Toda semana, a técnica de enfermagem, Carol Milagres, deixa sua casa pela manhã e segue para o plantão no Hospital Jayme Santos Neves. Ela sabe que tanto o sofrimento pode estar a sua espera, quanto às alegrias. Afinal, dentro de uma unidade hospitalar, se por um lado existe o medo da morte, por outro, também está à possibilidade da cura.
Mas em tempos de Covid-19, essa rotina de ir para o plantão tomou outra proporção. “É uma doença nova, por isso, nós, profissionais da saúde, nos sentimos mais vulneráveis. Ao mesmo tempo em que precisamos cuidar dos pacientes, ficamos preocupados com nossos familiares, que moram na mesma casa, afinal, trata-se de um vírus altamente contagioso. E isso gera ainda mais insegurança, medo, ansiedade e estresse”, conta.
O medo é tanto que Carol preferiu enviar o filho, Pedro, de 11 anos, para a casa do pai. “Não posso nem pensar na possibilidade de contaminar meu filho. É a primeira vez que fico tanto tempo longe dele, foi uma decisão muito difícil, que me deixou de coração partido. Todos os dias eu penso se fiz a coisa certa. A gente conversa diariamente pelo telefone, mas a saudade é enorme. E ele também fica preocupado comigo, pergunta sobre os pacientes, se eu estou bem, se estou com algum sintoma. Tento acalmá-lo, mas ele tem acesso às notícias, e não temos como evitar isso”.
Carol explica que agora quando sai de casa dá um vazio enorme no seu coração por não poder beijar a abraçar o filho. Mas em compensação, segundo ela, tem a Valentina, sua gatinha. “É ela que tem me confortado nesses dias. Quando eu saio, ela vai para o beiral da varanda e fica ali até eu entrar no carro”, lembra.

* _Dados fornecidos_:
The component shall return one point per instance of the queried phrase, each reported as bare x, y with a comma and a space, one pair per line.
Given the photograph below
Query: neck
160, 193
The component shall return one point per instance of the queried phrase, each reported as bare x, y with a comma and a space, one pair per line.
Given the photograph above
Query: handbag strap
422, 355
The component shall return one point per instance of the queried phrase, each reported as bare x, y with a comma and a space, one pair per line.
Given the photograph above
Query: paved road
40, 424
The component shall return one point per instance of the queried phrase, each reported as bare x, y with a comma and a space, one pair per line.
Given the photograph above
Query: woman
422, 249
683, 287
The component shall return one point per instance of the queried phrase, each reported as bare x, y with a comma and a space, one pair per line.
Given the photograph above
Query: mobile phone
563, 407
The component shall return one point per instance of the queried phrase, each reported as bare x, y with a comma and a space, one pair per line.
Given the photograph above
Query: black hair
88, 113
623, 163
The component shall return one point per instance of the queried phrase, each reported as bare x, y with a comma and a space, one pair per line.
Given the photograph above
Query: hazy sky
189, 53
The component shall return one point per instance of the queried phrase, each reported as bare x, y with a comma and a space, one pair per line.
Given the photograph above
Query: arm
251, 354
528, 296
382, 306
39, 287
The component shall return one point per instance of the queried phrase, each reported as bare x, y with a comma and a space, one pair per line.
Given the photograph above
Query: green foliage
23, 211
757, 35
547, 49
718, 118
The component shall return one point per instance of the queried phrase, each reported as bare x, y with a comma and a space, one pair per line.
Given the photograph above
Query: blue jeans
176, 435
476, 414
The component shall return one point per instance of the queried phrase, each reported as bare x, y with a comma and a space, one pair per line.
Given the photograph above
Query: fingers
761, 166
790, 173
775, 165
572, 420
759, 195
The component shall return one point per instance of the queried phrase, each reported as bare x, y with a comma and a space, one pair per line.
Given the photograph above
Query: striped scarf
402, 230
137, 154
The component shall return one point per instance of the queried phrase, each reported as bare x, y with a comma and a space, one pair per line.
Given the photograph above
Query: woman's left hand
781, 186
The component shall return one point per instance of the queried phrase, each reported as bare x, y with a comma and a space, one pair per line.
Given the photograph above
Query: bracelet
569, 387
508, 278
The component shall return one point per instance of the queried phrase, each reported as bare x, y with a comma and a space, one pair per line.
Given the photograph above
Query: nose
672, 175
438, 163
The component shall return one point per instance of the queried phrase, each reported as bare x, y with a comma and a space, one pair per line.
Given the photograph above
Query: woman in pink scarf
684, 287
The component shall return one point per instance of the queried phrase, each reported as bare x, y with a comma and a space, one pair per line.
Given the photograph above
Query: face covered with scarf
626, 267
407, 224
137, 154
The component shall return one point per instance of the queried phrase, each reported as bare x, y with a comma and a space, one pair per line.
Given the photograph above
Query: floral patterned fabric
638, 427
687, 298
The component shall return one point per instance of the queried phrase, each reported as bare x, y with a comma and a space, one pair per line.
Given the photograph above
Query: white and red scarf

* _Tarefas do exercício_:
[1] Responda às perguntas sobre o texto.
(a) Em que hospital Carol Milagres faz plantão?
(b) Para onde Carol enviou o filho Pedro?
(c) Qual é o nome da gatinha de Carol?
[2] Transcreva do texto tudo o que vai desde "Toda semana, a" até "possibilidade da cura.".
A listagem constitui um material independente do texto.

* _Respostas_:
[1]
(a) No Hospital Jayme Santos Neves.
(b) Para a casa do pai.
(c) Valentina.

[2]
Toda semana, a técnica de enfermagem, Carol Milagres, deixa sua casa pela manhã e segue para o plantão no Hospital Jayme Santos Neves. Ela sabe que tanto o sofrimento pode estar a sua espera, quanto às alegrias. Afinal, dentro de uma unidade hospitalar, se por um lado existe o medo da morte, por outro, também está à possibilidade da cura.